[Object pointing dataset rows]
__________________________________________________

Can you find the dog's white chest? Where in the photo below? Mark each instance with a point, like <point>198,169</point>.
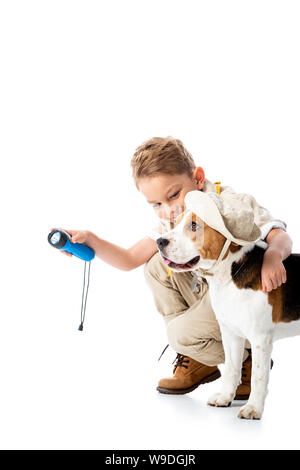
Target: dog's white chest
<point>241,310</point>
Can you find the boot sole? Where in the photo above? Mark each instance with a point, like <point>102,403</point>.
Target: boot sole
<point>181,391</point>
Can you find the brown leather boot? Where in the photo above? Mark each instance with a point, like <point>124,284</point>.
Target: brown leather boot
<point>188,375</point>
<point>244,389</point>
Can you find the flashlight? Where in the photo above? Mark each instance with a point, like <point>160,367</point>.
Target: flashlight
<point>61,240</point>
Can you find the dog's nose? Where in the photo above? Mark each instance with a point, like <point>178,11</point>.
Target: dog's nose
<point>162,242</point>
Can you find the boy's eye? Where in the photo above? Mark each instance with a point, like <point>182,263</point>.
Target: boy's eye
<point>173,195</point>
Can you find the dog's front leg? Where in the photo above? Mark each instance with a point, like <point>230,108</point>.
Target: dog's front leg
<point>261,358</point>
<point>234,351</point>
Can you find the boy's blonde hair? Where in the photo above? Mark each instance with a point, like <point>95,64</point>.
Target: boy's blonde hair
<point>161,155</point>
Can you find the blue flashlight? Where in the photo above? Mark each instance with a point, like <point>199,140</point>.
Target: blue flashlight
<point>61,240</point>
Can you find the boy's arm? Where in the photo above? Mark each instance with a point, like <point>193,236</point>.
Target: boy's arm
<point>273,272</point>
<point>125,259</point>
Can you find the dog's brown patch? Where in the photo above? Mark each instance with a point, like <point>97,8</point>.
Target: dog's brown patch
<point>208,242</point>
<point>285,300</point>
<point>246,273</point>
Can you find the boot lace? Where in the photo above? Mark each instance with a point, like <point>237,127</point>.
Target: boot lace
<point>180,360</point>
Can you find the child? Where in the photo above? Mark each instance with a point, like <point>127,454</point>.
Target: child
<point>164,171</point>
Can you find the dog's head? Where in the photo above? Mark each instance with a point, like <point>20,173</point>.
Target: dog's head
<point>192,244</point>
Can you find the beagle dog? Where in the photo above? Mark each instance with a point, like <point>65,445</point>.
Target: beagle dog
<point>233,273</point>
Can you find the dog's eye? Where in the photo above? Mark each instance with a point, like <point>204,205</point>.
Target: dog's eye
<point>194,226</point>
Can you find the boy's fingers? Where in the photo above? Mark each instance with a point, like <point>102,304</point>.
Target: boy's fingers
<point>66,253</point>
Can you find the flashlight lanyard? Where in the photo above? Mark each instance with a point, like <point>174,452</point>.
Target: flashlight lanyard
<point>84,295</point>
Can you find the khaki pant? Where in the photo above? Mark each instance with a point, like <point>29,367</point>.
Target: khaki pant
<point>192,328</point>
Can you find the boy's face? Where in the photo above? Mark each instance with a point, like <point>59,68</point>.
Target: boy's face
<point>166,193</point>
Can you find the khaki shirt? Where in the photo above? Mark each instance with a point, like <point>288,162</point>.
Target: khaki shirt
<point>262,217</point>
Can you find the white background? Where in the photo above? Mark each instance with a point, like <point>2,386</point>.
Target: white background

__________________________________________________

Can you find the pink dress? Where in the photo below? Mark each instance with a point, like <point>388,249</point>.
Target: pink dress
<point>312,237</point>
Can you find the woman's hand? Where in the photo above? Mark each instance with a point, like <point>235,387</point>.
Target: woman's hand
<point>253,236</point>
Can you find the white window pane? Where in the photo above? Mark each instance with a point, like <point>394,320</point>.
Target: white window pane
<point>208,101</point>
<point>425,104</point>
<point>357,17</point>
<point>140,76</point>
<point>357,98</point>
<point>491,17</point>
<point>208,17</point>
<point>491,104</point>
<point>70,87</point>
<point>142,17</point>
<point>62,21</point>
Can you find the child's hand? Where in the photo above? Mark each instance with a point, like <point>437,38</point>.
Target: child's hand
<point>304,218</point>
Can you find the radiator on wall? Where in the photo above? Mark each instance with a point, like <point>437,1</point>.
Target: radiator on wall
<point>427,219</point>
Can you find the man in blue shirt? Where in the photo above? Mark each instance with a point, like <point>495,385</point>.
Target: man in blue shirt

__________________________________________________

Could you copy these records verbatim, starting at the line that contains "Can you find the boot sole?" and stopping after the line that contains "<point>181,391</point>", with nothing else?

Can you find the boot sole? Where in the photo above? Mark each instance with a point, like <point>102,403</point>.
Target: boot sole
<point>181,391</point>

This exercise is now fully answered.